-- Opening Marker --

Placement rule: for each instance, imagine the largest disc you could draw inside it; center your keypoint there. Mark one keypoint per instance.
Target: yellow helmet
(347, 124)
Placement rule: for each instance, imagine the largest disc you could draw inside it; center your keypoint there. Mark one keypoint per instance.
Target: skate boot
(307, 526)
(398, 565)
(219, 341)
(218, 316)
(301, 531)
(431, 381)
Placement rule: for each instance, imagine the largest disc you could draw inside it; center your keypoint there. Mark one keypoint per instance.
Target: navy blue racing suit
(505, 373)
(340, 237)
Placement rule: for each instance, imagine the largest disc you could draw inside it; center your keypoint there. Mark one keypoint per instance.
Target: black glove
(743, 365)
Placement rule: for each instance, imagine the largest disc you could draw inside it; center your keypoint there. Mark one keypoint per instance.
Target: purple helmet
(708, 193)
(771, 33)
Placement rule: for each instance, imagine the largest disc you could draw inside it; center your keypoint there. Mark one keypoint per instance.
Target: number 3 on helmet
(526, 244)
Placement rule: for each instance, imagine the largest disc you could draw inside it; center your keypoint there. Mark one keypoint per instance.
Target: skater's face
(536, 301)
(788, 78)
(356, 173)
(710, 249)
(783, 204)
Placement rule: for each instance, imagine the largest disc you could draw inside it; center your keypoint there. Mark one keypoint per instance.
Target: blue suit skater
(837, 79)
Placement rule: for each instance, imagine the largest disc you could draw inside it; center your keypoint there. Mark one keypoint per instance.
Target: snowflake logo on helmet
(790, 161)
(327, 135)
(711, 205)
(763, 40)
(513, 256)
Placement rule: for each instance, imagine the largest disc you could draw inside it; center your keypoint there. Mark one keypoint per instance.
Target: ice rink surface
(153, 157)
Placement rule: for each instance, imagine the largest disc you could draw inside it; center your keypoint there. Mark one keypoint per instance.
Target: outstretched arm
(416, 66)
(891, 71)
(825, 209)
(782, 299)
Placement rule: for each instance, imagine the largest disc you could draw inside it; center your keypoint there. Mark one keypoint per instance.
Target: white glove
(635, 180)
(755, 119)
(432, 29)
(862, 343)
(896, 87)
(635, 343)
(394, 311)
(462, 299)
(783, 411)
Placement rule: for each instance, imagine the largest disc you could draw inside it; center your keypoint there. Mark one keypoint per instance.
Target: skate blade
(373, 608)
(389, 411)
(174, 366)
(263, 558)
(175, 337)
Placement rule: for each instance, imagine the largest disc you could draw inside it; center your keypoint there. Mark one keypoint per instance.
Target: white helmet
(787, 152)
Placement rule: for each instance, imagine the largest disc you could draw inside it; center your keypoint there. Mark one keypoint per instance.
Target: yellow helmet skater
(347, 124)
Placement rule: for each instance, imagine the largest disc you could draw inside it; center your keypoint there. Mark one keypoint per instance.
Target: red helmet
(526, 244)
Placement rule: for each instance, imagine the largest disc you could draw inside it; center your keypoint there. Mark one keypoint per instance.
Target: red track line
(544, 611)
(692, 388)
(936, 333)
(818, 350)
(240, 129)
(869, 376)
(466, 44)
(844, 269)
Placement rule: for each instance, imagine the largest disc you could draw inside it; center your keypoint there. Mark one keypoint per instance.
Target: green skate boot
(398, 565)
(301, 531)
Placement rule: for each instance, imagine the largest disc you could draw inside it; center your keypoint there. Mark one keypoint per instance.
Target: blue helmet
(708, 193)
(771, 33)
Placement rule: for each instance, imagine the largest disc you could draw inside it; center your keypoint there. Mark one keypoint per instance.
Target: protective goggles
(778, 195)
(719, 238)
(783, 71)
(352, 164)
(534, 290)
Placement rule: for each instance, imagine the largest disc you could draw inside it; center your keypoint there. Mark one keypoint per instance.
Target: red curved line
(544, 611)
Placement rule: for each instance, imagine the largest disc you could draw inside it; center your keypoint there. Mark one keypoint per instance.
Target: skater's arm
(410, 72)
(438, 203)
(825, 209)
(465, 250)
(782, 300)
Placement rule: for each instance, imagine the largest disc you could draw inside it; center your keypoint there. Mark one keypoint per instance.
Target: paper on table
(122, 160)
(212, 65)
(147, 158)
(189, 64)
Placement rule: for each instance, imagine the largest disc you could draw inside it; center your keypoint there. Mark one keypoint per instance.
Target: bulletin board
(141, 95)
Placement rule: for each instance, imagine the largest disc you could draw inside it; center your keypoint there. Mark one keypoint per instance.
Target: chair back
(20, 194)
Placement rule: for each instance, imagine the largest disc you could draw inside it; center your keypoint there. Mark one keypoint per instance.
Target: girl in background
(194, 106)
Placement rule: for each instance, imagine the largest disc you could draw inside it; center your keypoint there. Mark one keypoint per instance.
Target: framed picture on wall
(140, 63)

-- Closing Marker --

▸ Your goal
Retype the whole listing above exactly as it appears.

▸ Exercise result
Placement rule: for each instance, imagine the largest disc you could draw inside it; center your keypoint there. Mark one keypoint per instance.
Target: yellow helmet
(347, 124)
Placement rule: for each instance, imagine the largest disc you could draw inside it; center your keypoint there. Mark one keypoint per instance.
Target: skate boot
(307, 526)
(398, 565)
(219, 341)
(218, 316)
(301, 531)
(431, 381)
Placement rule: for each instance, imagine the largest disc you could draw inside it; center your keypoint there. Mark one keypoint per instance.
Target: navy blue racing suit
(505, 373)
(340, 237)
Placement rule: for each instance, imagine the largest disc you could draw inside it; center your keypoint there. Mark one keypoint per instance.
Target: black glove
(743, 365)
Placement rule: for each instance, imagine the largest disc you could draw inside it; center your keypoint there. Mark one keypoint per instance.
Target: purple helmet
(708, 193)
(771, 33)
Placement rule: for each instance, imagine the largest disc you could draw inside it; center your keypoint there. Mark one keypoint per instance.
Target: number 3 on helmet
(526, 244)
Placement rule: for each instance, imagine the largest disc you could draw inside it; center your keypoint there. Mark one keypoint per instance.
Target: skater's face
(536, 301)
(788, 78)
(356, 173)
(710, 249)
(783, 204)
Placement rule: for each instance, imagine the largest disc you could draw inside it; center your keypoint there. Mark one keypoint per instance.
Target: blue suit skater
(837, 79)
Placement rule: for each instance, imagine the largest disc you could draw inside it; center your keypoint there. Mark one keypoint per instance.
Target: snowflake logo on helmet
(790, 161)
(327, 135)
(711, 205)
(763, 40)
(513, 256)
Placement rule: for each instance, imagine the largest disc you could draw inside it; center your keypoint there. Mark one keypoint per instance.
Target: ice rink surface
(153, 157)
Placement rule: for each instance, imagine the largest disc you could draw inside it; center your keypoint there. Mark one keypoint per instance.
Target: outstretched arm
(416, 66)
(891, 71)
(825, 209)
(782, 299)
Placement rule: for each instance, imagine the largest disc you could draw inside it; center your keypoint there. Mark one keypoint per instance.
Target: white glove
(635, 180)
(755, 119)
(432, 29)
(862, 343)
(896, 87)
(635, 343)
(394, 311)
(462, 299)
(783, 411)
Placement rule: for each instance, imagine the largest disc you could draw inside it; center your keypoint there. Mark one keypoint per instance.
Target: skate blade
(373, 608)
(389, 411)
(174, 366)
(263, 558)
(175, 337)
Placement rule: for each instance, imagine the largest disc you could draw inside it; center your keypoint there. Mark one keypoint per instance.
Target: white helmet
(787, 152)
Placement rule: for each instance, imagine the largest disc you could draw inside it; center your keypoint there. Mark one keypoint per instance.
Target: yellow helmet skater
(347, 124)
Placement rule: for each instance, imagine the largest disc you could draw inside it; center your keypoint there. Mark one keypoint per instance.
Target: red helmet
(526, 244)
Placement rule: for each instance, imagine the largest disc you could draw inside it; center your keypoint there. Mark one keypoint per instance.
Target: red track line
(544, 611)
(692, 388)
(936, 333)
(818, 350)
(240, 129)
(869, 376)
(466, 44)
(844, 269)
Placement rule: for each instance, imagine the largest disc you could draw inside it; center your keypoint there. Mark one keypoint per instance.
Target: green skate boot
(398, 565)
(301, 531)
Placement rule: for each instance, imagine the largest disc you could draw inside it; center your keypoint there. Mark one keypoint per instance.
Target: blue helmet
(708, 193)
(771, 33)
Placement rule: for each instance, imagine the largest disc you could draw inside it; center your keypoint there. Mark one keypoint per instance.
Target: protective goggles
(778, 195)
(719, 238)
(783, 71)
(352, 164)
(534, 290)
Placement rule: for each instance, imagine the largest disc you could draw inside it; center your keypoint there. Mark one keypoint per instance.
Target: red curved line
(544, 611)
Placement rule: for each instance, imagine the largest disc you could draw inside it; center your keypoint there. Mark one keypoint per instance.
Target: skater's arm
(410, 72)
(438, 203)
(825, 209)
(465, 250)
(782, 300)
Placement rule: for each instance, imagine the largest disc you could draw inside it; center your keypoint there. Mark one keypoint per instance.
Target: paper on table
(122, 160)
(212, 65)
(147, 158)
(189, 64)
Placement rule: for each instance, imagine the largest disc you could draw inside it; center your keypoint there. Mark one keypoint per instance.
Target: bulletin board
(141, 95)
Placement rule: for each instance, imagine the largest disc you could draw inside it; center your keypoint there. Mark one keypoint per instance.
Target: chair back
(20, 194)
Placement rule: for each instance, imagine the largest disc you could draw inside it; center your keypoint there. Mark one keypoint per instance.
Target: girl in background
(194, 106)
Placement rule: for each instance, imagine the largest disc you could draw inside it; center your keypoint there. Mark one keypoint per instance.
Target: framed picture on wall
(140, 63)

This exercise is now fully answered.